__GOAL 1__
Return the portion of the TLS mailing-list reply that begins at the words "2016-12-29 Thread Adam" and stops after the words "the tickets earlier.", copied without alteration.

-- Begin PAGE EXTRACT --

2016-12-29 Thread Adam Langley
On Thu, Dec 29, 2016 at 11:28 AM, Martin Rex  wrote:
> First of all, forward secrecy is equally defeated by TLS session caching
> (traditional as well as session tickets), and the effect of rfc5077
> TLS session tickets is likely at least a magnitude worse--and cannot
> be "fixed" by clients purging the tickets earlier.

That is true in TLS 1.2, but one of the things that have been addressed in 1.3.

> Reuse of DHE values should not come as a surprise, PFS with DHE is
> prohibitively expensive with 2048+ bit ephemeral keys.  DHE in TLS has
> been well known to be fatally flawed (publicly known since the issue
> was raised by Yngve on the TLS ietf mailing list in 2007).
>   https://www.ietf.org/mail-archive/web/tls/current/msg01647.html
>
> Since Sun/Oracle hardwired DHE to at most 1024 bits up to JavaSE 7,
> i.e. on Billions on devices out there, DHE in TLS is a very dead horse.

Again, true in 1.2 but 1.3 has fixed the groups to stronger values.

-- End PAGE EXTRACT --
-- Begin INFORMATION SHOWN --

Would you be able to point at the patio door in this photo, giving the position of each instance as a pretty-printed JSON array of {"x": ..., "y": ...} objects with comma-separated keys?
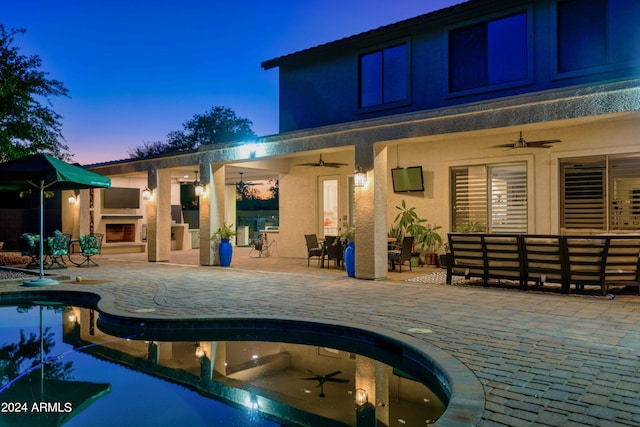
[{"x": 329, "y": 206}]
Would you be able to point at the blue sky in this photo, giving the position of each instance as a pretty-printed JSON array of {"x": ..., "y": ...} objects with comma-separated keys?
[{"x": 137, "y": 70}]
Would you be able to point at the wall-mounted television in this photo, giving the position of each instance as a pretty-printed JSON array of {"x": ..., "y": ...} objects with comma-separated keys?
[
  {"x": 407, "y": 179},
  {"x": 121, "y": 198}
]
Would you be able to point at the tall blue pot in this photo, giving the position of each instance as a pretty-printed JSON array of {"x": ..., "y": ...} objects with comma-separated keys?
[
  {"x": 350, "y": 259},
  {"x": 225, "y": 251}
]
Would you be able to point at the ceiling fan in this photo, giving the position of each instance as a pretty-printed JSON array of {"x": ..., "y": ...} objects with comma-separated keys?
[
  {"x": 322, "y": 163},
  {"x": 324, "y": 378},
  {"x": 522, "y": 143},
  {"x": 240, "y": 185}
]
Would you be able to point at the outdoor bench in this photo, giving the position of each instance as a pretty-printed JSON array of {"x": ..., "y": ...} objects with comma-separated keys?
[{"x": 579, "y": 260}]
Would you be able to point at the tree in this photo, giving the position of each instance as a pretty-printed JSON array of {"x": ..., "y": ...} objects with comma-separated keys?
[
  {"x": 148, "y": 149},
  {"x": 28, "y": 124},
  {"x": 218, "y": 125}
]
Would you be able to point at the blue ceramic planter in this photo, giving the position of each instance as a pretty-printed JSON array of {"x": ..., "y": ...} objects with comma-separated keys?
[
  {"x": 350, "y": 259},
  {"x": 225, "y": 252}
]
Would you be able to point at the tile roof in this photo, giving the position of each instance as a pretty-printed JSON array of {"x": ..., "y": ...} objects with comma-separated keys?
[{"x": 354, "y": 39}]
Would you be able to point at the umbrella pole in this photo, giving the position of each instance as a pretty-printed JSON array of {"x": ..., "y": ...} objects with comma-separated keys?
[{"x": 41, "y": 281}]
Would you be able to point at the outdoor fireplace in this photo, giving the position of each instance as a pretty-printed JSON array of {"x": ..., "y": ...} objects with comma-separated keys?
[{"x": 118, "y": 233}]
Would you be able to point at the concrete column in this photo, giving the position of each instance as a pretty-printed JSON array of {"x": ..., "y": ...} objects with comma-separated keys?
[
  {"x": 371, "y": 213},
  {"x": 159, "y": 216},
  {"x": 212, "y": 210}
]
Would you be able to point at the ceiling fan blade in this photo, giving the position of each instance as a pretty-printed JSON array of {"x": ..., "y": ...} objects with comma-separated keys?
[
  {"x": 338, "y": 380},
  {"x": 503, "y": 146}
]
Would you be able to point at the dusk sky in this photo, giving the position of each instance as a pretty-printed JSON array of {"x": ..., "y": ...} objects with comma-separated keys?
[{"x": 137, "y": 70}]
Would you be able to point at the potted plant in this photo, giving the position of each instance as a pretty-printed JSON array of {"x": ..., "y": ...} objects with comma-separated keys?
[
  {"x": 225, "y": 249},
  {"x": 349, "y": 235},
  {"x": 431, "y": 242}
]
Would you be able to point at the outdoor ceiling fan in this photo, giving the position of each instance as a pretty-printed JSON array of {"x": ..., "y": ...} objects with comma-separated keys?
[
  {"x": 322, "y": 163},
  {"x": 324, "y": 378},
  {"x": 522, "y": 143},
  {"x": 240, "y": 185}
]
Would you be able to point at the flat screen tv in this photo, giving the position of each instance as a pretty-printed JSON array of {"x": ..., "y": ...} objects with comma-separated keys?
[
  {"x": 121, "y": 198},
  {"x": 407, "y": 179}
]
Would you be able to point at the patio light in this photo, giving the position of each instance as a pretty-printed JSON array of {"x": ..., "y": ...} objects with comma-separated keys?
[
  {"x": 361, "y": 397},
  {"x": 360, "y": 177},
  {"x": 197, "y": 186},
  {"x": 199, "y": 351},
  {"x": 73, "y": 198},
  {"x": 146, "y": 194}
]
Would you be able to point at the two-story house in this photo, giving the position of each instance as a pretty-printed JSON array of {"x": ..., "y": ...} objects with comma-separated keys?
[{"x": 522, "y": 114}]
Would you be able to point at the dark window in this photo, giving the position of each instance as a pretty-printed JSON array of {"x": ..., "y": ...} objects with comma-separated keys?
[
  {"x": 383, "y": 76},
  {"x": 593, "y": 33},
  {"x": 488, "y": 53}
]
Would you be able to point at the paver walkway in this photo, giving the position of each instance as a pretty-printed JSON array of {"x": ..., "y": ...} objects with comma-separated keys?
[{"x": 543, "y": 359}]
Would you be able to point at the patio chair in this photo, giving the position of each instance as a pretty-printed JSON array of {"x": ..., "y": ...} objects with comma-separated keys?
[
  {"x": 314, "y": 248},
  {"x": 401, "y": 255},
  {"x": 333, "y": 250},
  {"x": 57, "y": 247},
  {"x": 90, "y": 245},
  {"x": 29, "y": 247}
]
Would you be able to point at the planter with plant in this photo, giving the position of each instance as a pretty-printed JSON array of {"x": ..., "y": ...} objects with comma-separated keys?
[
  {"x": 225, "y": 249},
  {"x": 348, "y": 235},
  {"x": 431, "y": 242},
  {"x": 408, "y": 223}
]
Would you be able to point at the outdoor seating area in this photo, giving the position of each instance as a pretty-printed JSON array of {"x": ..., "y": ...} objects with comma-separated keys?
[
  {"x": 60, "y": 249},
  {"x": 591, "y": 260}
]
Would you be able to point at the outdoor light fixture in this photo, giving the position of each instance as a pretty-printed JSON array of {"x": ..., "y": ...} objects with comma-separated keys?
[
  {"x": 73, "y": 198},
  {"x": 361, "y": 397},
  {"x": 146, "y": 193},
  {"x": 197, "y": 186},
  {"x": 360, "y": 177},
  {"x": 199, "y": 351}
]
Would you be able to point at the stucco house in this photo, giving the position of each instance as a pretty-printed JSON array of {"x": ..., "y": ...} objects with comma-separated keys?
[{"x": 458, "y": 92}]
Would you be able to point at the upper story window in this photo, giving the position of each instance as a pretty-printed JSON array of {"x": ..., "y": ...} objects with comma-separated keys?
[
  {"x": 594, "y": 33},
  {"x": 383, "y": 76},
  {"x": 488, "y": 53}
]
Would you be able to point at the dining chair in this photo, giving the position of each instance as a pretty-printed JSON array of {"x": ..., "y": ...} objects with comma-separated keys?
[
  {"x": 29, "y": 248},
  {"x": 57, "y": 247},
  {"x": 90, "y": 245},
  {"x": 314, "y": 248}
]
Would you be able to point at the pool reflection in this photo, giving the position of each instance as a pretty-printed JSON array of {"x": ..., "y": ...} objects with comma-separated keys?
[{"x": 292, "y": 384}]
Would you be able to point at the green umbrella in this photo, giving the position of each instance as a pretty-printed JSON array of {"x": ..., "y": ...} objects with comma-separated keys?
[{"x": 44, "y": 172}]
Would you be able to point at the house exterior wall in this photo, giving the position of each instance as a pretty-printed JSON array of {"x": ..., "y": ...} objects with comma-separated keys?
[{"x": 322, "y": 89}]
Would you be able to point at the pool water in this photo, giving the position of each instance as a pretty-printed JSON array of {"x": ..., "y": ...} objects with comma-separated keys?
[{"x": 91, "y": 378}]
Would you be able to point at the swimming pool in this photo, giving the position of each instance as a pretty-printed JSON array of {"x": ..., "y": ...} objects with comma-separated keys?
[{"x": 233, "y": 374}]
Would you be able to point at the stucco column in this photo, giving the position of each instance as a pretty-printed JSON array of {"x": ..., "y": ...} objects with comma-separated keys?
[
  {"x": 371, "y": 213},
  {"x": 212, "y": 210},
  {"x": 159, "y": 216}
]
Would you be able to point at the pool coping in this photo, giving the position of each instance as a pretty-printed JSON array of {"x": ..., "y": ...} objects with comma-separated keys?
[{"x": 465, "y": 392}]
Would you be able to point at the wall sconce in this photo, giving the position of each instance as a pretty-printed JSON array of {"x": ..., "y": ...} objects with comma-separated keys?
[
  {"x": 200, "y": 353},
  {"x": 74, "y": 198},
  {"x": 360, "y": 177},
  {"x": 146, "y": 194},
  {"x": 197, "y": 186},
  {"x": 361, "y": 397}
]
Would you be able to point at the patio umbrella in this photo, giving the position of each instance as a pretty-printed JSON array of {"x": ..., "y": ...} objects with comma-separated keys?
[{"x": 44, "y": 172}]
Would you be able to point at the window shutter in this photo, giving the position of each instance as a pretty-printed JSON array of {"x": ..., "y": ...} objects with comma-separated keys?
[
  {"x": 624, "y": 188},
  {"x": 469, "y": 195},
  {"x": 508, "y": 195},
  {"x": 583, "y": 194}
]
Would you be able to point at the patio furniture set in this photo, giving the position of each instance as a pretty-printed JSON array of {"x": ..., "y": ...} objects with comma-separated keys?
[{"x": 60, "y": 248}]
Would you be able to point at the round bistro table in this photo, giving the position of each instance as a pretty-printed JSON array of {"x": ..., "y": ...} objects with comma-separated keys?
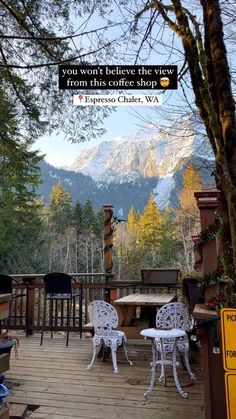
[{"x": 161, "y": 335}]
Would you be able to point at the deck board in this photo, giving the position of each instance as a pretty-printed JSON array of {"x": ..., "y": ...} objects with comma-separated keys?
[{"x": 54, "y": 380}]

-- End INFORMATION SHOWN --

__GOAL 2__
Locate each line of the records that contains the string "light", and copy every such line in full.

__FINISHED ANSWER 1__
2016-12-29 Thread Adam Langley
On Thu, Dec 29, 2016 at 11:28 AM, Martin Rex  wrote:
> First of all, forward secrecy is equally defeated by TLS session caching
> (traditional as well as session tickets), and the effect of rfc5077
> TLS session tickets is likely at least a magnitude worse--and cannot
> be "fixed" by clients purging the tickets earlier.

__FINISHED ANSWER 2__
Would you be able to point at the patio light in this photo, giving the position of each instance as a pretty-printed JSON array of {"x": ..., "y": ...} objects with comma-separated keys?
Would you be able to point at the outdoor light fixture in this photo, giving the position of each instance as a pretty-printed JSON array of {"x": ..., "y": ...} objects with comma-separated keys?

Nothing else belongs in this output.